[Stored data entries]
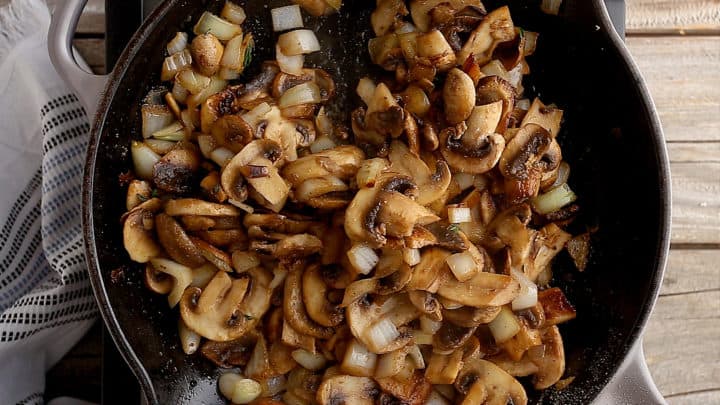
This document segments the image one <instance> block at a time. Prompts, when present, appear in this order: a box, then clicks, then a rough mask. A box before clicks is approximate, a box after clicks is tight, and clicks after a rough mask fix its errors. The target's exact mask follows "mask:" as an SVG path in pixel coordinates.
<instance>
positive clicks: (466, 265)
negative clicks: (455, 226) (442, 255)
mask: <svg viewBox="0 0 720 405" xmlns="http://www.w3.org/2000/svg"><path fill="white" fill-rule="evenodd" d="M445 261H446V262H447V264H448V267H450V271H452V272H453V274H454V275H455V278H457V279H458V281H468V280H470V279H471V278H473V277H474V276H475V274H477V272H478V265H477V263H475V260H474V259H473V257H472V255H471V254H470V253H469V252H462V253H455V254H453V255H450V256H448V257H447V259H445Z"/></svg>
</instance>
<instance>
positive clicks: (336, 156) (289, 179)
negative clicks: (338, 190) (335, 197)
mask: <svg viewBox="0 0 720 405" xmlns="http://www.w3.org/2000/svg"><path fill="white" fill-rule="evenodd" d="M364 159H365V154H364V153H363V151H362V150H360V149H359V148H358V147H356V146H352V145H343V146H338V147H335V148H332V149H327V150H324V151H322V152H319V153H313V154H311V155H308V156H305V157H302V158H300V159H298V160H296V161H294V162H290V163H288V164H287V165H286V166H285V167H284V168H283V177H284V178H285V179H287V181H289V182H290V184H292V185H293V186H295V187H296V186H298V185H300V184H302V183H303V182H304V181H306V180H308V179H314V178H324V177H328V176H334V177H337V178H339V179H342V180H348V179H350V178H352V177H354V176H355V174H356V173H357V171H358V169H359V168H360V165H361V164H362V161H363V160H364Z"/></svg>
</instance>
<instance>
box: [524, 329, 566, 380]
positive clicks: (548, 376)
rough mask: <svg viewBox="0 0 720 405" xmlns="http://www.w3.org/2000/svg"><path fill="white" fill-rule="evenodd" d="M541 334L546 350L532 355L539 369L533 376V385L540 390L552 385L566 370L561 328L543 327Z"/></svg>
mask: <svg viewBox="0 0 720 405" xmlns="http://www.w3.org/2000/svg"><path fill="white" fill-rule="evenodd" d="M541 334H542V336H541V339H542V342H543V346H544V349H545V350H543V351H542V355H540V356H537V357H536V356H530V359H531V360H532V361H533V362H534V363H535V364H536V365H537V366H538V369H539V370H538V372H537V373H535V376H534V377H533V386H534V387H535V389H538V390H544V389H546V388H549V387H551V386H552V385H553V384H555V383H556V382H558V381H559V380H560V378H562V375H563V373H564V372H565V350H564V348H563V343H562V336H561V335H560V330H559V329H558V328H557V326H551V327H549V328H545V329H543V330H542V332H541Z"/></svg>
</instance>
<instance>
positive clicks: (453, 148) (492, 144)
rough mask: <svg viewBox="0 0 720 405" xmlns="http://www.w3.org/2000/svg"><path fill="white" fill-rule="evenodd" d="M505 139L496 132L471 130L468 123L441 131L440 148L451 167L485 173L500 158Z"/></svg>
mask: <svg viewBox="0 0 720 405" xmlns="http://www.w3.org/2000/svg"><path fill="white" fill-rule="evenodd" d="M504 149H505V139H504V138H503V136H502V135H499V134H495V133H490V134H488V133H485V134H482V133H480V132H479V131H472V132H471V131H469V128H468V127H467V125H466V124H464V123H463V124H460V125H456V126H454V127H448V128H445V129H444V130H442V131H441V132H440V150H441V151H442V155H443V157H444V158H445V160H446V161H447V162H448V164H449V165H450V167H452V168H453V169H455V170H456V171H458V172H461V173H473V174H479V173H485V172H488V171H490V170H491V169H492V168H493V167H494V166H495V164H496V163H497V162H498V160H500V156H501V155H502V153H503V150H504Z"/></svg>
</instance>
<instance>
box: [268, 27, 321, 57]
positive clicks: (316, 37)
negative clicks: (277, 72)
mask: <svg viewBox="0 0 720 405" xmlns="http://www.w3.org/2000/svg"><path fill="white" fill-rule="evenodd" d="M278 45H279V46H280V49H282V53H283V54H285V55H288V56H293V55H300V54H308V53H312V52H317V51H319V50H320V43H319V42H318V40H317V37H316V36H315V33H314V32H312V31H311V30H295V31H290V32H288V33H285V34H282V35H280V37H279V38H278Z"/></svg>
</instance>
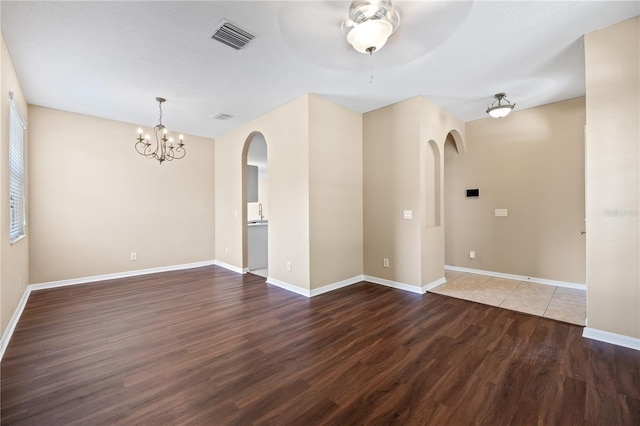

▶ [Assignment]:
Write out, from the lines above, only those from the line with "negative clicks: (455, 226) (442, 255)" to the line with "positive clicks: (336, 156) (289, 179)", exactly as given, including the first and the last.

▶ [Output for this exercise]:
negative clicks: (455, 226) (442, 255)
mask: <svg viewBox="0 0 720 405" xmlns="http://www.w3.org/2000/svg"><path fill="white" fill-rule="evenodd" d="M445 261H446V262H447V264H448V267H450V271H452V272H453V274H454V275H455V278H457V279H458V281H468V280H470V279H471V278H473V277H474V276H475V274H477V272H478V265H477V263H475V260H474V259H473V257H472V255H471V254H470V253H469V252H462V253H455V254H453V255H450V256H448V257H447V259H445Z"/></svg>
</instance>
<instance>
positive clicks: (336, 156) (289, 179)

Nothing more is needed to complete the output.